» Do this:
Convert the rows below, from the line containing "In the photo above, where can the round" through the last line of the rows, both included, into a numbered list, omitting any blank lines. Include only those lines.

· · · ·

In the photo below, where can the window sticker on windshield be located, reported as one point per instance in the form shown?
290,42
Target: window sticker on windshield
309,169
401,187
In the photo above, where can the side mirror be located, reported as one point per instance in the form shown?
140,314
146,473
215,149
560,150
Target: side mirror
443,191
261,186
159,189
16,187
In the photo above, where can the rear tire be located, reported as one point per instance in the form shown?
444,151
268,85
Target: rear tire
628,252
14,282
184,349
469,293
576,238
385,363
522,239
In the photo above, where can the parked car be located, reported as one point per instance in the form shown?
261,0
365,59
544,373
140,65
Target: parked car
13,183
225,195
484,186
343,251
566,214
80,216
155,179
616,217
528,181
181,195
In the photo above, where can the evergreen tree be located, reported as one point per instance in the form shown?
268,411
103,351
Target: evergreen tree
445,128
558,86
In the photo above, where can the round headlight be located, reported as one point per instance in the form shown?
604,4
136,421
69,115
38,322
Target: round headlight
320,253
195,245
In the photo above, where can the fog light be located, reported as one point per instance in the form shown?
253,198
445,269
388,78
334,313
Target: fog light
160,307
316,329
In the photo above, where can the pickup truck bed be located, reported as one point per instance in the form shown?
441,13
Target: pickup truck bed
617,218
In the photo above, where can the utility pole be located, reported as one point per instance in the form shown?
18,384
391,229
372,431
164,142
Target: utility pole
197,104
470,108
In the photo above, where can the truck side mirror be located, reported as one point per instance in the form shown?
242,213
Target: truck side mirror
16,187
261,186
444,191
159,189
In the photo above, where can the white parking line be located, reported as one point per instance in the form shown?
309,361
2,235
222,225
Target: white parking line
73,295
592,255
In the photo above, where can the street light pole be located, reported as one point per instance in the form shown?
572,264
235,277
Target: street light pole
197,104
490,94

· · · ·

» Completed task:
1. In the photo above, where can the round headlight be located, reported as one point per instance in the form shown?
2. 604,4
3. 136,421
4. 69,115
5. 38,322
6. Target: round headlight
7. 320,253
8. 195,245
9. In the photo above, where can the fog light be located, reported as one point per instance in the form shown?
10. 253,198
11. 445,269
12. 388,78
13. 334,313
14. Target: fog light
15. 160,307
16. 316,329
17. In the photo above, where can the pickup truck bed be located, reported as one point per instance in the form shown?
18. 441,13
19. Target: pickup truck bed
20. 617,218
21. In the photo above, where can the utility pole be located, reported as one point per instance in the form shown?
22. 18,384
23. 391,229
24. 372,431
25. 164,142
26. Target: utility pole
27. 197,104
28. 470,108
29. In the photo above, where can the truck side mirror be located, reported as one point per instance in the form shown?
30. 242,213
31. Target: truck side mirror
32. 16,187
33. 261,186
34. 444,191
35. 159,189
36. In the photo above, where can the white parking line be located, reported as one point per instance in the form shown?
37. 309,361
38. 2,235
39. 222,225
40. Target: white parking line
41. 73,295
42. 592,255
43. In the photo above, where can the street light pole be located, reported as one point per instance in the form shown?
44. 572,264
45. 235,277
46. Target: street light pole
47. 197,104
48. 490,94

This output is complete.